▶ [Work item]: Copy the whole listing verbatim.

-------- Information shown

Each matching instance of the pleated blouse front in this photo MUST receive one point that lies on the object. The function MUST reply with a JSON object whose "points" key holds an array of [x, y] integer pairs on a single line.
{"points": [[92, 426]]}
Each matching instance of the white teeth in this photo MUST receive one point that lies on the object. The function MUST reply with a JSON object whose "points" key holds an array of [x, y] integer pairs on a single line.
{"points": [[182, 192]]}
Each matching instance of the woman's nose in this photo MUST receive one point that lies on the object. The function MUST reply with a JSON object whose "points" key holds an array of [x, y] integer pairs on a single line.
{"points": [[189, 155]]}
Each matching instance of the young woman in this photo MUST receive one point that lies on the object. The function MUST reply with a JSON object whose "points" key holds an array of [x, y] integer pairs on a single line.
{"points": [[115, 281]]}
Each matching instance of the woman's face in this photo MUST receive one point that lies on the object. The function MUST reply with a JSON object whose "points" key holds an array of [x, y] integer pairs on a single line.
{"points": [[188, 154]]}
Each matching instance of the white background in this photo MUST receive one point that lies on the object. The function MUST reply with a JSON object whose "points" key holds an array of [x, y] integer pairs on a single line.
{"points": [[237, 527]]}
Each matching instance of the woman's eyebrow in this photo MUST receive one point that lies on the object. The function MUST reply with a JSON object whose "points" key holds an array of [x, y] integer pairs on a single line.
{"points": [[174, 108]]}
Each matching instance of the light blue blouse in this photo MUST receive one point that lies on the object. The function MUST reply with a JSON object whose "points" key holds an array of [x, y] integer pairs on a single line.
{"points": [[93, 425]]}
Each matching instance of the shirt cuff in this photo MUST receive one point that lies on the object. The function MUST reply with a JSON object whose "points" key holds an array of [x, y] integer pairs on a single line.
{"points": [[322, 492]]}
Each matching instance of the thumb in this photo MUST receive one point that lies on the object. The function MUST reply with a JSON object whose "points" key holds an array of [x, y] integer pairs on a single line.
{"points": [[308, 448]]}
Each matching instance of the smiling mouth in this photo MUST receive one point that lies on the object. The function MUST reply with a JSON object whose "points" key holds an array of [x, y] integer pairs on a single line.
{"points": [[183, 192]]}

----------------

▶ [Exercise response]:
Each matching instance of the pleated blouse front in this photo MUST receive one point that lies on the object. The function MUST reply with a JSON object whose "points" key holds an array of [x, y] integer pairs on a single line.
{"points": [[92, 426]]}
Each matching instance of the white teeth in this photo MUST receive one point that lies on the object. The function MUST reply with a JSON object whose "points" key holds an array of [x, y] integer pairs on a single line.
{"points": [[182, 192]]}
Each matching instance of the woman's nose in this photo MUST receive one point that lies on the object. The function MUST reply with a JSON object whose "points" key holds an array of [x, y] integer pairs on a single line.
{"points": [[189, 155]]}
Each matching instance of the young woman in this photo MUST receive one point that lies on the object. The function MUST reply with a JSON object whose "points" key holds an array of [x, y] integer pairs on a single line.
{"points": [[115, 281]]}
Each matching instance of the woman's face in this photo MUST receive one point that lies on the object. The function MUST reply with a JSON object whose "points" key holds an array of [x, y] integer pairs on a single line.
{"points": [[188, 154]]}
Each matching instance of the white background in this photo MUST receive one point that lies on the object. The function MUST reply with a JSON object whose "points" key holds an array of [x, y] integer pairs on a single line.
{"points": [[237, 527]]}
Each matching instance of the woman's eyebrow in this photo MUST receive one point that lies on the object. The function MUST reply with a JSON object whose "points" key holds an array of [x, y] integer pairs on a single line.
{"points": [[174, 108]]}
Each matching instance of the light blue blouse in this photo MUST receive one point that lies on the object. The function MUST reply with a JSON object whose "points" key holds an array of [x, y] integer pairs on a single line.
{"points": [[93, 425]]}
Each matching instance of the shirt cuff in this photo MUST receive one point that lies on the object. The function MUST reply with a JSON object whose "points" key holds an array of [x, y] integer pairs on a single line.
{"points": [[322, 492]]}
Each matching instance of the thumb in this photo MUST receive one point that lies on the object. The function MUST reply with a JSON object whose "points" key holds an array of [x, y] integer pairs on a single line.
{"points": [[308, 448]]}
Each matching instance of the smiling mouth in this photo MUST receive one point that lies on the object. The function MUST reply with a JSON object whose "points" key holds an array of [x, y] integer pairs on a single line.
{"points": [[183, 192]]}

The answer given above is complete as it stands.